§ Task prompt: Pick up the forum thread about the ITB and MegaSquirt setup on an ABA engine from its final line, ignoring the data that follows it.

# Start of Quoted text

# just finished the wife's itb/ms setup - with plenum log



## pr0zac (Jun 2, 2004)

This is a crosspost with the mk2 forum, but i thought you guys may want to see this too...
























































and just so i get this outta the way - the can kicks ass - and will stay for future boost - the car runs better WITH it, and no- the hood will not clear without some fabrication
the plan now is to make something similar to a cowl scoop - as stock as it can be - the body lines that currently go down on the hood will come up instead - and I only need an inch or so, so it will not look like a hood scoop...
The megasquirt unit I got from Patatron.com kicked butt - took me maybe 2-3 hours to wire up - seriously - it was easier to put in than the old harness was to take out and label. The coilpack is from a subaru - found it in a junkyard bin for 35$. The engine is a bone stock 93 aba - no cam at this point (have one - just not installed). the only mods are the itbs and the patatron unit. I can't believe how much more power it has now than the 2.0 16v that it came with. I actually thought the clutch was in wrong when i drove it the first time when i realized that was tire rubber i was smelling burning.


----------



## chadr (Feb 12, 2000)

*Re: just finished the wife's itb/ms setup - with plenum log (pr0zac)*

nice work, but those engines don't make more power than a 2.0 16v, do they?


----------



## pr0zac (Jun 2, 2004)

*Re: just finished the wife's itb/ms setup - with plenum log (chadr)*

not with the same mods, but $ for $ I feel they do. This one will definitely outpower the 2.0 16v that it replaced - in the best or worst of days..


----------



## WolfGTI (Jun 16, 1999)

*Re: just finished the wife's itb/ms setup - with plenum log (chadr)*


_Quote, originally posted by *chadr* »_nice work, but those engines don't make more power than a 2.0 16v, do they?

# End of Quoted text
# Start of Supplied information

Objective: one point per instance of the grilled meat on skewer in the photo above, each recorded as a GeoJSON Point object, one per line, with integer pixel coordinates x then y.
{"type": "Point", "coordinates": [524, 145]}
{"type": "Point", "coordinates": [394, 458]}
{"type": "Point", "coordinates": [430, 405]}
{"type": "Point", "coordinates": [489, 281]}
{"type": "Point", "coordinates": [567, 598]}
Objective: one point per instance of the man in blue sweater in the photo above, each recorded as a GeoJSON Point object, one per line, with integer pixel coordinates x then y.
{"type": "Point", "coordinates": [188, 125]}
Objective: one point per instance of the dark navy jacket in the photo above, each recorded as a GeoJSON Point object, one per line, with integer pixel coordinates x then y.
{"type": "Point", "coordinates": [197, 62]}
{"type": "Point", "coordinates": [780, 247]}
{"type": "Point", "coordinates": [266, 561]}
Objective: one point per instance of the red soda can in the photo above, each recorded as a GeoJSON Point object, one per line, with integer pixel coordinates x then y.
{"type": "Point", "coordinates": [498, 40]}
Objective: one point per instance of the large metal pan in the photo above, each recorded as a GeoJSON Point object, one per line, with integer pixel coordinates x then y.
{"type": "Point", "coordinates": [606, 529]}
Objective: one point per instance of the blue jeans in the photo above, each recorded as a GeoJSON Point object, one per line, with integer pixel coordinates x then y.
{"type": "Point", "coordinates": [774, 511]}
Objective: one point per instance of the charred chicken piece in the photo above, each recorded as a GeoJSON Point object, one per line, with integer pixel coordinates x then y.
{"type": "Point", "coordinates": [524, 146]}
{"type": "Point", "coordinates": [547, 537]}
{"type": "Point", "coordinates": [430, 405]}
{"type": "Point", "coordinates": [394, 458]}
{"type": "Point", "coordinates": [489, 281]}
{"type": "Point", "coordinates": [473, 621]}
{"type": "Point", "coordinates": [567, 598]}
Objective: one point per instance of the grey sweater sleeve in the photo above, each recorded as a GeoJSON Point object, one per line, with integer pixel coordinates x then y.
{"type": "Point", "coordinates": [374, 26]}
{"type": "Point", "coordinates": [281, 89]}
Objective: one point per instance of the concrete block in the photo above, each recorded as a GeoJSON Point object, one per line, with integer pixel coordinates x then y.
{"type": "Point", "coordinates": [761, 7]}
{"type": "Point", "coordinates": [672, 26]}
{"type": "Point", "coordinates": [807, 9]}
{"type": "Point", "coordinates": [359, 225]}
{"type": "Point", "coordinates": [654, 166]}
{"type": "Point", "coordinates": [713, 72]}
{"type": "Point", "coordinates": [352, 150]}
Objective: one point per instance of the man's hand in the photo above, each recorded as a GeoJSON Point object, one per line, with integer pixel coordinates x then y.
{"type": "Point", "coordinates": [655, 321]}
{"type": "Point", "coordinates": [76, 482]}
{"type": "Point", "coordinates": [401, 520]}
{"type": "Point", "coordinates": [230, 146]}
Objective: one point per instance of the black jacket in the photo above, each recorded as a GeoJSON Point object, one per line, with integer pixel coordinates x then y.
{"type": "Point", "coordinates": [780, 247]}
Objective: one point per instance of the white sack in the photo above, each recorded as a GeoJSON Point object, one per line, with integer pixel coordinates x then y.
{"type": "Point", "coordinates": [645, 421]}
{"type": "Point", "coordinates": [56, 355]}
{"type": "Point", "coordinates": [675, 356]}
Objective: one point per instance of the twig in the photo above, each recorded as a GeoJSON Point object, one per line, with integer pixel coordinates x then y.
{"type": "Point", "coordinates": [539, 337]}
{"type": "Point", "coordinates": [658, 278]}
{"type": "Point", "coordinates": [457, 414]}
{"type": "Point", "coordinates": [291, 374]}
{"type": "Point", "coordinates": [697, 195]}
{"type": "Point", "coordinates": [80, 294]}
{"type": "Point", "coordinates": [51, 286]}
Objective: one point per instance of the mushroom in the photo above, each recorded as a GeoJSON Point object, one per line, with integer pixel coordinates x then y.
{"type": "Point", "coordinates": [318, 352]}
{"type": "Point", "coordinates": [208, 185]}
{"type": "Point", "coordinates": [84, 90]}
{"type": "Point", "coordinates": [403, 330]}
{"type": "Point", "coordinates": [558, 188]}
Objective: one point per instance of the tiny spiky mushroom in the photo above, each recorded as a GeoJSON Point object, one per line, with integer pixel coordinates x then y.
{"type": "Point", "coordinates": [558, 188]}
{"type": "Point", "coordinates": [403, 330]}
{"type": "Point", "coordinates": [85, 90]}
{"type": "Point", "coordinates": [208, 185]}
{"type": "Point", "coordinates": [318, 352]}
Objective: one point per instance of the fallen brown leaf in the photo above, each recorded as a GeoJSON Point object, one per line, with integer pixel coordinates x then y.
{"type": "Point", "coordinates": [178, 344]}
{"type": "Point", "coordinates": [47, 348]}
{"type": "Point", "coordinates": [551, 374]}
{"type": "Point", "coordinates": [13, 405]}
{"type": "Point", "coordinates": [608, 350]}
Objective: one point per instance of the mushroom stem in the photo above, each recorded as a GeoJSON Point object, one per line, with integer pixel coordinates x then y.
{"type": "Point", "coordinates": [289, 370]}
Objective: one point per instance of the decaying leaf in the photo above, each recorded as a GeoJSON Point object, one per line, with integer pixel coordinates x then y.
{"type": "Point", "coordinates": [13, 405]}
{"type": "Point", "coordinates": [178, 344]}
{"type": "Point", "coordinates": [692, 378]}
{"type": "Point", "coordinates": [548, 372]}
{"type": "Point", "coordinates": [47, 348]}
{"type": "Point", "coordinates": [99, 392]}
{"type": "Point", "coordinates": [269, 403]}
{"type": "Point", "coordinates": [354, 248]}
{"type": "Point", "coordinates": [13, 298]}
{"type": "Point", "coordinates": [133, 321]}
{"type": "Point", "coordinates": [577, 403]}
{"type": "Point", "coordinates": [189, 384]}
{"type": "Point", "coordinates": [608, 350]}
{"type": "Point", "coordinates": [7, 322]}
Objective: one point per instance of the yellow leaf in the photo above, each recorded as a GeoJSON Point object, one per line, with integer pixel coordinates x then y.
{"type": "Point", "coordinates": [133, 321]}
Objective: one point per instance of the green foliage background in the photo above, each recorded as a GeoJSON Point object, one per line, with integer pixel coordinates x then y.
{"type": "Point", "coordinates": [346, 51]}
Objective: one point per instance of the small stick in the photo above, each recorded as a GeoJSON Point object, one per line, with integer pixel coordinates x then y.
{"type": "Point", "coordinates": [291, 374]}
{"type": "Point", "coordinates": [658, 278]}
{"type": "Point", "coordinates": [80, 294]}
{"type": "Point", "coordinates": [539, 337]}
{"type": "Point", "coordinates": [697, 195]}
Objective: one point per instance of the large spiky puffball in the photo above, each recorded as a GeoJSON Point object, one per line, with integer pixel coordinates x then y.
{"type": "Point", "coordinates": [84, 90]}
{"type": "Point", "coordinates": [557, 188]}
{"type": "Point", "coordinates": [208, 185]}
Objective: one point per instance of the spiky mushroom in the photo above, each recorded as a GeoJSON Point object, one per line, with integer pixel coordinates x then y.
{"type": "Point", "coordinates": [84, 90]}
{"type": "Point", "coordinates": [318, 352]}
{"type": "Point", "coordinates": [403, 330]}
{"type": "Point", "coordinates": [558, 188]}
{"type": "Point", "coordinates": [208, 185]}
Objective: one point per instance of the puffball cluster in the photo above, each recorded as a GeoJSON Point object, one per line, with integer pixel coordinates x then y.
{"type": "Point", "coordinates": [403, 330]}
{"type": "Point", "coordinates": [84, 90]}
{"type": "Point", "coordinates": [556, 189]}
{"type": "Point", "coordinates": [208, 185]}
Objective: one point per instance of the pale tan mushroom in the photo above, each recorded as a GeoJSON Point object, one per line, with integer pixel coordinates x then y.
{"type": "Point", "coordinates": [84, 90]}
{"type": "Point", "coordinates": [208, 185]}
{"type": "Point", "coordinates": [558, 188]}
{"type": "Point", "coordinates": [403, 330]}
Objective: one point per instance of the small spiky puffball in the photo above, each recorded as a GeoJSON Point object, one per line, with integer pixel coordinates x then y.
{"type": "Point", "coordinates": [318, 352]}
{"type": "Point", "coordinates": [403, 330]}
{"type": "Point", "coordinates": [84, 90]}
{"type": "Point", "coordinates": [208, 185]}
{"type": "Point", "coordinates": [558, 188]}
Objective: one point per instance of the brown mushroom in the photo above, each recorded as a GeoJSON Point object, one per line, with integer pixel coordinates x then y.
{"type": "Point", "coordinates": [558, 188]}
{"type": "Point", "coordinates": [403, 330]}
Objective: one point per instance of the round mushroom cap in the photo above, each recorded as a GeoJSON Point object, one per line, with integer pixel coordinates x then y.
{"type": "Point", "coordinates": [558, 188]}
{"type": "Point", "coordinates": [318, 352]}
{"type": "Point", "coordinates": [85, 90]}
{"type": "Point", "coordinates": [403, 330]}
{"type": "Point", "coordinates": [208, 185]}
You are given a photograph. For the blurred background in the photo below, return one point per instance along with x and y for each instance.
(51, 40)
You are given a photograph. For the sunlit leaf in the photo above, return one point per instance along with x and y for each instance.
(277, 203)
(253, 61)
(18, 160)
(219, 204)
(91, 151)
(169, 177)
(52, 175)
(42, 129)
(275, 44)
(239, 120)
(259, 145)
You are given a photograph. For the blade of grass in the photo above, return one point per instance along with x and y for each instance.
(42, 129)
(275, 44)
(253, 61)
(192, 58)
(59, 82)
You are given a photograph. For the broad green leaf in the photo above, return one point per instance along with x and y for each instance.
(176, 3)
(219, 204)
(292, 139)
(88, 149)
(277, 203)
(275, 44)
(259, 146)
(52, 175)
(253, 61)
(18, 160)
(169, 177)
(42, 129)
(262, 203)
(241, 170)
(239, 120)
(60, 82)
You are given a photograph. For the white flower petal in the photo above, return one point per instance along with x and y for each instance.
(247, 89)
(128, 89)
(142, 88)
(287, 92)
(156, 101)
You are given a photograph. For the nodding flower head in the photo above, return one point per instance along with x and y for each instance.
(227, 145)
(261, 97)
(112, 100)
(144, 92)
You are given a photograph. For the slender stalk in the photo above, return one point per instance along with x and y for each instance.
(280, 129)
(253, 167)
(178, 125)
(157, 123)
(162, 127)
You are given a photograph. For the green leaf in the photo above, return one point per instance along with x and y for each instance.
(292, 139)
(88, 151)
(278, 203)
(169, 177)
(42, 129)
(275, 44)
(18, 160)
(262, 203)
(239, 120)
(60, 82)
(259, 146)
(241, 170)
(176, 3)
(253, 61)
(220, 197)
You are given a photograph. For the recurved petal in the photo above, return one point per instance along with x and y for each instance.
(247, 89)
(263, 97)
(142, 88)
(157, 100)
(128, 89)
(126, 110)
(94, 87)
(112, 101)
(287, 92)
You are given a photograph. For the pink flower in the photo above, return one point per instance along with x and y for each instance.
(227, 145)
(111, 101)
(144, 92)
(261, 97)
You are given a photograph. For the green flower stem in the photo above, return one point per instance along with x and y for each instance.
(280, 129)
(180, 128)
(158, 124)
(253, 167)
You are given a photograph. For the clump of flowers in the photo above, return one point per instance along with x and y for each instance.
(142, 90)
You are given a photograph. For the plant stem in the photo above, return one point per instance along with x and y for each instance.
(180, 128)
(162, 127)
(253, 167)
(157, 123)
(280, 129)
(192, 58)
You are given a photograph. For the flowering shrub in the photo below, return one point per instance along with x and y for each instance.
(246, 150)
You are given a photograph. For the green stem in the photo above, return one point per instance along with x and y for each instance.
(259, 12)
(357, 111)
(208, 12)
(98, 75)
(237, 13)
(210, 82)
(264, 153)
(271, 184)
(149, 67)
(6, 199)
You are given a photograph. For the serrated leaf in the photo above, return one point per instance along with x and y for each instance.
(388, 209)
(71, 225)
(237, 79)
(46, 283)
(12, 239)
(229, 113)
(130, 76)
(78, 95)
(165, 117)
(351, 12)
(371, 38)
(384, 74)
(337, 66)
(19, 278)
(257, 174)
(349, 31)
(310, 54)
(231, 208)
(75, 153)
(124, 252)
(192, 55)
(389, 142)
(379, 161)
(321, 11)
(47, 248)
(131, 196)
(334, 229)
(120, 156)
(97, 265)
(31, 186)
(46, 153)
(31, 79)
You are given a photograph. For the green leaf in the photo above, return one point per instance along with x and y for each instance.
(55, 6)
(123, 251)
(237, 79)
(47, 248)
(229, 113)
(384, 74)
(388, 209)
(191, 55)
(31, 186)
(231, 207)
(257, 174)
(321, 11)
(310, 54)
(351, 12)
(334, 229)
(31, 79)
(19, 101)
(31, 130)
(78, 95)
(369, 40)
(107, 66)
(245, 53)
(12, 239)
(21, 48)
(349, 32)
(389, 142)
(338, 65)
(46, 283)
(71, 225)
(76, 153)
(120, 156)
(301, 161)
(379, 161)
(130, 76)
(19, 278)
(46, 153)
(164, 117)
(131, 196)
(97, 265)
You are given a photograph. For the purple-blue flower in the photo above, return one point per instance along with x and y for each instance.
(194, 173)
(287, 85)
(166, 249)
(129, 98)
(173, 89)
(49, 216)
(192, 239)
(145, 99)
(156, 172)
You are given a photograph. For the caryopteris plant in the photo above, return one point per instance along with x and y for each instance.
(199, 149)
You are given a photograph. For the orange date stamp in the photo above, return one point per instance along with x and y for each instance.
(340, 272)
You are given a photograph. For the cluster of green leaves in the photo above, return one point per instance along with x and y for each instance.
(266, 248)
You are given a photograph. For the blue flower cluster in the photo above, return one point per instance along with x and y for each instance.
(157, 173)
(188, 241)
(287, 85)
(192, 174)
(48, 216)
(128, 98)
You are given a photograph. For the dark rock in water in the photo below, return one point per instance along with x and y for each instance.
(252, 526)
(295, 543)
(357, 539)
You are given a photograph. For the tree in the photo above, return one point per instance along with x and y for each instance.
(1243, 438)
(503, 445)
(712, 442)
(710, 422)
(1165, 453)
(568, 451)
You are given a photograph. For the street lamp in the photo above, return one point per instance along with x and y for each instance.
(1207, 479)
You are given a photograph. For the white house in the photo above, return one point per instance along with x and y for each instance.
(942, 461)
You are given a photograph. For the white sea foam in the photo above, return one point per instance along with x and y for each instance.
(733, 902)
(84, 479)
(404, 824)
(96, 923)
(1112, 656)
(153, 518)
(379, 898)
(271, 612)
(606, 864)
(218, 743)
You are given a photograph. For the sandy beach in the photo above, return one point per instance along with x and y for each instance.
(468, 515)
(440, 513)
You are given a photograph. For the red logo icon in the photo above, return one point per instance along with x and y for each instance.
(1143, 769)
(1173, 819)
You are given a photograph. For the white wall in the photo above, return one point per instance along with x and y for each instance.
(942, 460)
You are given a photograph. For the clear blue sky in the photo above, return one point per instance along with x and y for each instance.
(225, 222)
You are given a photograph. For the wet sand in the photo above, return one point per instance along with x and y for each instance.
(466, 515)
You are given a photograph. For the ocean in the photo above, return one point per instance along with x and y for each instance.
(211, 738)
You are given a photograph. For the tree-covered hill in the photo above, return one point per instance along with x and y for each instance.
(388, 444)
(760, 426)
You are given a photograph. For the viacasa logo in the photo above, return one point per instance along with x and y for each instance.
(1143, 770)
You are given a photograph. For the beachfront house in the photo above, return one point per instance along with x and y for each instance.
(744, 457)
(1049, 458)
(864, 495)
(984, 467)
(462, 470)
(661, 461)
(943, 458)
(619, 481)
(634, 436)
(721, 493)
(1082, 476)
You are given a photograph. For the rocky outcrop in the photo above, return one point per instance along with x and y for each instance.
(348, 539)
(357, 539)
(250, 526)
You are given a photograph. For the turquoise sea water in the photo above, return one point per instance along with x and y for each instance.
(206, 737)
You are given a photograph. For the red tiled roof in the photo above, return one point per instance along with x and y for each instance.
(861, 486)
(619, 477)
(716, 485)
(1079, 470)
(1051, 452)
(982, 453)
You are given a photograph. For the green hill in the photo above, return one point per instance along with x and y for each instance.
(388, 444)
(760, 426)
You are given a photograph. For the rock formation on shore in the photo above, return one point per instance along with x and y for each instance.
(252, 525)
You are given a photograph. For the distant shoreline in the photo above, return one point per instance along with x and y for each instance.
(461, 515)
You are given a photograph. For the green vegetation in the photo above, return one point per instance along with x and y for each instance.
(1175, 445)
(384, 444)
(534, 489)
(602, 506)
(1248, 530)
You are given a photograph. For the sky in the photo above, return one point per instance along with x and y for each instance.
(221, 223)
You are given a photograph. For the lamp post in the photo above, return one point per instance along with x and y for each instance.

# End of Supplied information

§ Answer below:
With ITB's, a TT276 cam and a ported head I put 132 to the wheels on my ABA.


----------



## pr0zac (Jun 2, 2004)

*Re: just finished the wife's itb/ms setup - with plenum log (WolfGTI)*


_Quote, originally posted by *WolfGTI* »_With ITB's, a TT276 cam and a ported head I put 132 to the wheels on my ABA. 

what kind of torque? and more details on the build please?


----------



## antichristonwheels (Jun 14, 2001)

*Re: just finished the wife's itb/ms setup - with plenum log (pr0zac)*

She must be GIB


----------



## The Infidel (Mar 28, 2004)

*Re: just finished the wife's itb/ms setup - with plenum log (antichristonwheels)*


_Quote, originally posted by *antichristonwheels* »_She must be GIB

giggity!


----------



## pr0zac (Jun 2, 2004)

*Re: just finished the wife's itb/ms setup - with plenum log (The Infidel)*

jackasses. What the hell kind of comment is that to make in a thread like this? Grow up.


----------



## VWralley (Mar 30, 2002)

*Re: just finished the wife's itb/ms setup - with plenum log (pr0zac)*

that kinda crap is for the regional forums, keep this as informative as possible...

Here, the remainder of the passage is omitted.